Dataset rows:
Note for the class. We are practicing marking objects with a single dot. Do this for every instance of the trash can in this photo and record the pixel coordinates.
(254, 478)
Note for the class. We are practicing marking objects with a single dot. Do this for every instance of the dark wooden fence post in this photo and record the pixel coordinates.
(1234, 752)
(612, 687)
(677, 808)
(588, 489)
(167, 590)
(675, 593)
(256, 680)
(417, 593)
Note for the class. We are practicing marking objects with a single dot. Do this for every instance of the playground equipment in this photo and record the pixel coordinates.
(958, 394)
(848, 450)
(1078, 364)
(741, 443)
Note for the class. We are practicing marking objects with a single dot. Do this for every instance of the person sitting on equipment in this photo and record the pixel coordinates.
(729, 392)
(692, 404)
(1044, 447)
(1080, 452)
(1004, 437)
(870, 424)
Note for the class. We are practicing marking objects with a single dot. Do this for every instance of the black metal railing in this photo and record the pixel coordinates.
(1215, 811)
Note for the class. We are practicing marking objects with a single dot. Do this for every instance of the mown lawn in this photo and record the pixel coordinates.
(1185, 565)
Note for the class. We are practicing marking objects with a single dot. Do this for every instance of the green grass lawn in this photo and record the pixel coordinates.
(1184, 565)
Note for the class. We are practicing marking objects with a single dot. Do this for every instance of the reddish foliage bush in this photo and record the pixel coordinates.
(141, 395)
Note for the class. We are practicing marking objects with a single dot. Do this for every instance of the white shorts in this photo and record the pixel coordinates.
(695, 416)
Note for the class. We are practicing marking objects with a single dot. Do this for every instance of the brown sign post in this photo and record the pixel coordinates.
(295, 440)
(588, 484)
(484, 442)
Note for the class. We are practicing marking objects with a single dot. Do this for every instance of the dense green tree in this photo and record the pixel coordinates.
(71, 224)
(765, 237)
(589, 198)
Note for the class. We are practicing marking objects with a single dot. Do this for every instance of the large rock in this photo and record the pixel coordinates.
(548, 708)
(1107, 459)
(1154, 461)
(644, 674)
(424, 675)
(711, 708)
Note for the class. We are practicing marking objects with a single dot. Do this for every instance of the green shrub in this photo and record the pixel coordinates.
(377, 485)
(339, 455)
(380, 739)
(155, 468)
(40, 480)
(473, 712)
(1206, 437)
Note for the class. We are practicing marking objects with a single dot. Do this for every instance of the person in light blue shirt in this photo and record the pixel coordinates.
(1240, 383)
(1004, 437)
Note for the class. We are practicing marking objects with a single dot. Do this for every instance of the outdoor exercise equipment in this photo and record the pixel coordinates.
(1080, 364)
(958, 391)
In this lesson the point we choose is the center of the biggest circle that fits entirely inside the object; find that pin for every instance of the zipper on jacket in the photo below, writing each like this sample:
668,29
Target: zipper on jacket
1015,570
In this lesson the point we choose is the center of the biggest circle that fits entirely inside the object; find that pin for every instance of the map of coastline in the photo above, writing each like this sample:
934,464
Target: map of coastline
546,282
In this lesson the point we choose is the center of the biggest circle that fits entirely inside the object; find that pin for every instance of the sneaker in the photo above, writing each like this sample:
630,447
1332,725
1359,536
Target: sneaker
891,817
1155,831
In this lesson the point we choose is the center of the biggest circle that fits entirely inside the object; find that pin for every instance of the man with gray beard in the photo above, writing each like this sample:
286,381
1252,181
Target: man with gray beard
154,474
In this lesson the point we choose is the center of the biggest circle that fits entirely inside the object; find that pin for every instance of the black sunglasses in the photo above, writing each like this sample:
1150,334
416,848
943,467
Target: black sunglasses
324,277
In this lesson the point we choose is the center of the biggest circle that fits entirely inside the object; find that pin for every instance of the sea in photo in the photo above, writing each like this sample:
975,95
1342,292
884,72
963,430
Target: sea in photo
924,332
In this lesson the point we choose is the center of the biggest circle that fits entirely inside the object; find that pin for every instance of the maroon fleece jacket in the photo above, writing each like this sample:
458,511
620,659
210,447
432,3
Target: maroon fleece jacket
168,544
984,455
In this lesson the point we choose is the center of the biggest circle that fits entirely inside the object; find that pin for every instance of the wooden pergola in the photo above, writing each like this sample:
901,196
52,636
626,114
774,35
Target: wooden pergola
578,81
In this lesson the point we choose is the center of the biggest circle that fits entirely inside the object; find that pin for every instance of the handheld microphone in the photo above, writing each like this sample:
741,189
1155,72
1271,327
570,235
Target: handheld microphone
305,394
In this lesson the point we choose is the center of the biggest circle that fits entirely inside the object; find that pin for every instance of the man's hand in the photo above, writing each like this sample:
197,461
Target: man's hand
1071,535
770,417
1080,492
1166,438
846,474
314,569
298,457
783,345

What you need to do –
Copy the lines above word for word, every one of them.

Final answer –
Note for the class. We are practicing marking objects with a single dot. Do this for every instance of the trash can in this photo and record the pixel coordinates.
(254, 478)
Note for the class. We are practicing marking objects with a single dot. Do this for every instance of the dark wooden fence post in this photo and record the pixel coordinates.
(1234, 752)
(612, 687)
(677, 808)
(588, 489)
(167, 590)
(675, 593)
(256, 680)
(417, 593)
Note for the class. We are practicing marking objects with a single dot. Do this for every instance of the playground equipment in this photo and record the pixel coordinates.
(958, 394)
(848, 450)
(1078, 364)
(741, 443)
Note for the class. We are practicing marking objects with a single dot. Do this for every instance of the person sitting on equipment in this photo and record the pixel coordinates.
(729, 392)
(692, 404)
(1044, 447)
(1080, 452)
(1004, 437)
(870, 424)
Note for the class. We are practicing marking objects with a single dot. Do this for every instance of the black metal railing in this photo and record the pixel coordinates.
(1215, 811)
Note for the class. We are practicing marking objects with a single dot. Do this for every instance of the mown lawn in this photo and record the pixel coordinates.
(1185, 565)
Note for the class. We are practicing marking objects with a single dot. Do this for every instance of the green grass lawn in this photo and record the pixel coordinates.
(1184, 565)
Note for the class. We are practicing marking objects with a single dot. Do this for every instance of the reddish foliage bush in this photo and record the pixel coordinates.
(141, 395)
Note for the class. We are practicing marking objects with a single dot. Do this for every instance of the white shorts in this photo and record the pixel coordinates.
(695, 416)
Note for the class. We are practicing marking objects with a single dot. Do this for every instance of the brown sign post in this photo and record the pixel coordinates.
(295, 440)
(588, 484)
(484, 442)
Note for the class. We are practicing marking objects with a single dot. Do this for every instance of the dense green tree in this photo and record the pixel coordinates.
(71, 224)
(765, 237)
(589, 198)
Note for the class. We are practicing marking objects with a single dot. Do this for every instance of the large rock in this photo and record the pixel coordinates.
(548, 708)
(1107, 459)
(1154, 461)
(644, 674)
(424, 675)
(711, 708)
Note for the class. We are practicing marking objects with a single dot. Do this for every instance of the green shrub in this photo and record the pixel coordinates.
(377, 485)
(339, 455)
(380, 739)
(155, 468)
(40, 480)
(473, 712)
(1206, 437)
Note for the class. We are practicing marking objects with a single dot. Do this for every instance of the person in light blue shirt in this photo and record the pixel coordinates.
(1240, 383)
(1004, 437)
Note for the class. We are practicing marking objects with a single dot. Do this for every instance of the outdoor exercise equipment in this photo and record the pixel coordinates.
(1080, 364)
(958, 391)
In this lesson the point we choose is the center of the biggest circle that fits entirely inside the object; find that pin for every instance of the zipper on jacket in the photo below, writing each like this sample:
668,29
Target: zipper on jacket
1015,570
In this lesson the point we choose is the center of the biggest circle that fits entirely inside the object; find that pin for every instance of the map of coastline in the photo above, writing each like this sample:
934,464
Target: map of coastline
546,282
In this lesson the point we choose is the center of the biggest circle that fits entirely inside the object; find that pin for every instance of the sneaker in the photo above, writing each like this sample:
630,447
1332,725
1359,536
Target: sneaker
891,817
1155,831
In this lesson the point we choose is the center of the biggest circle that fits entirely inside the object; find that pin for every instance of the man with gray beard in the photo above, writing each like this sample:
286,381
1252,181
Target: man with gray beard
154,474
In this lesson the point we choose is the center of the biggest circle that fits entirely inside the object; find that pin for every instance of the black sunglasses in the photo above, writing each like this sample:
1150,334
416,848
943,467
Target: black sunglasses
324,277
In this lesson the point we choose is the center of the biggest circle that fits entirely inside the object; find that pin for every instance of the sea in photo in the photo above, writing each like this sample:
975,95
1342,292
884,72
963,430
Target: sea in photo
924,332
In this lesson the point we choose is the center of the biggest circle that fits entirely inside the object; find that pin for every instance of the maroon fleece jacket in the photo above, writing each like this sample:
458,511
620,659
210,447
432,3
Target: maroon fleece jacket
168,544
984,455
In this lesson the point we choose is the center of the biggest circle that fits entirely inside the object; find that pin for every instance of the wooden pergola in the photo above, writing each like this sample:
901,196
52,636
626,114
774,35
Target: wooden pergola
578,81
In this lesson the point we choose is the center of the biggest circle that fits entirely inside the object; find that pin for every instance of the handheld microphone in the photo above, writing each like this sample:
741,189
1155,72
1271,327
570,235
Target: handheld microphone
305,394
In this lesson the point we choose is the center of the biggest circle that fits entirely inside the object; find that pin for every instance of the man's hand in the photo above, writing each like this sample:
197,461
Target: man's hand
1071,535
770,417
1080,492
1166,438
846,474
314,569
298,457
783,345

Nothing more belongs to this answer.